Study questions:
- a) Which three kinds of church circles does the article on evangelicals and conspiracy theories say give a ready audience to the books and television programs from across the Atlantic?
- b) Resume the article on evangelicals and conspiracy theories after its final sentence.

Reading passage:
——————

Evangelicals & conspiracy

March 8, 2021

What is it that makes ‘evangelicals’ so susceptible to conspiracy theories? This question has occupied many recent articles in the international press, usually about the state of the church in America. 

Yet also in the Netherlands this week, similar discussion has been triggered by the appearance on doorsteps nationwide of five million copies of a magazine warning readers against the corona vaccine as ‘a ploy from hell’. 

The subtitle of ‘Eyeopener’ magazine’s cover, ‘The Great Escape’, and its sub-subtitle ‘Millions disappear in one moment,’ suggest the imminent Rapture when, according to certain end-time teachings, true believers will be snatched up into the air, escaping the Great Tribulation of woes to be poured out on a population of sinners. 

The person behind this effort to rescue the Dutch people from impending doom is an evangelist I have known personally in years past, converted from a drugs background and active for decades in missions and relief work.  

His message however parrots the conspiracy thinkers from across the Atlantic whose books and television programmes have a ready audience in conservative European evangelical, charismatic and pentecostal circles. He calls Corona a ‘plandemic’, the devilish plan of a secret elite ‘Deep State’ network intent on creating a new world order, involving people like Bill Gates. The vaccines contain tissue from aborted children, criminals and mentally handicapped, we are told. Donald Trump had heroically withstood this movement, but the ‘stolen election’ had thwarted his noble work of ‘saving America’. 


In the past I listened to such theories with wry amusement. The best response was to ignore them, I reasoned. But current events are persuading me how dangerous this thinking is. Not only does it bring the gospel and the church into disrepute. It is preparing the way for violence in God’s name. 

The January 6 storming of the Capitol was a foretaste. We all remember the so-called QAnon Shaman, wearing a horned helmet and brandishing an American flag. But did we hear his prayer from the podium? ‘Thank you, heavenly Father, for being the inspiration needed to these police officers to allow us into the building, to allow us to exercise our rights, to allow us to send a message to all the tyrants, the Communists, and the globalists, that this is our nation, not theirs, that we will not allow the American way of the United States of America, to go down.’

‘Weekly Word’ focuses primarily on European issues, yet we need to understand the strong trans-Atlantic influence in Europe and sympathy in certain evangelical circles with these conspiratorial ideas. Even within my own mission movement I hear disturbing reports of leaders promoting conspiratorial ideas, resisting the wearing of face-masks as ‘governmental interference with personal freedom’ (presumably the freedom to risk my neighbour’s health) and restrictions on gatherings as a ‘threat to freedom of worship’.

——————

Supplied data:

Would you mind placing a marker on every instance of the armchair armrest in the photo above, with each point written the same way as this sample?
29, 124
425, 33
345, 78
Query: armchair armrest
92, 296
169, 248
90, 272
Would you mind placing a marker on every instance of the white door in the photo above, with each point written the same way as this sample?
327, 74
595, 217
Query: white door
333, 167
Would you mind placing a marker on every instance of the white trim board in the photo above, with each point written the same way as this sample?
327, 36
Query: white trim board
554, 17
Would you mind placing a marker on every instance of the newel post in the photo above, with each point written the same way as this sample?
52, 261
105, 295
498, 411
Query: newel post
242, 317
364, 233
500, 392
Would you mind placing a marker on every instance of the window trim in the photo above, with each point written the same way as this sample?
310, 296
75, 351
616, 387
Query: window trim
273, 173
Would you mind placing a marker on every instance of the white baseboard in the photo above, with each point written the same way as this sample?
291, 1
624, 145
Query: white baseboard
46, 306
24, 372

——————

Exercise results:
- a) Evangelical, charismatic and pentecostal circles.

- b)
Currently I am engaged in post-graduate research on evangelical attitudes towards the European Union, and the factors that have shaped them. Soon I plan to invite Weekly Word readers to help me with a questionnaire exploring this topic. My literature review has taken me back to the roots of Dispensational thinking, to the British theologian John Nelson Darby (1800-1882), founder of the Exclusive Brethren and the father of modern Futurism and Pre-tribulation rapture theology. The Scofield Reference Bible of 1909 printed a dispensationalist commentary alongside the text, suggesting to many its ‘inspired’ status. 

Hal Lindsey’s The Late Great Planet Earth (1970) popularised Darby’s ideas, selling over 28 million copies by 1990. Lindsey predicted that the European Economic Community, precursor of the European Union, was destined by Biblical prophecy to become a ‘Revived Roman Empire’ ruled by the Antichrist.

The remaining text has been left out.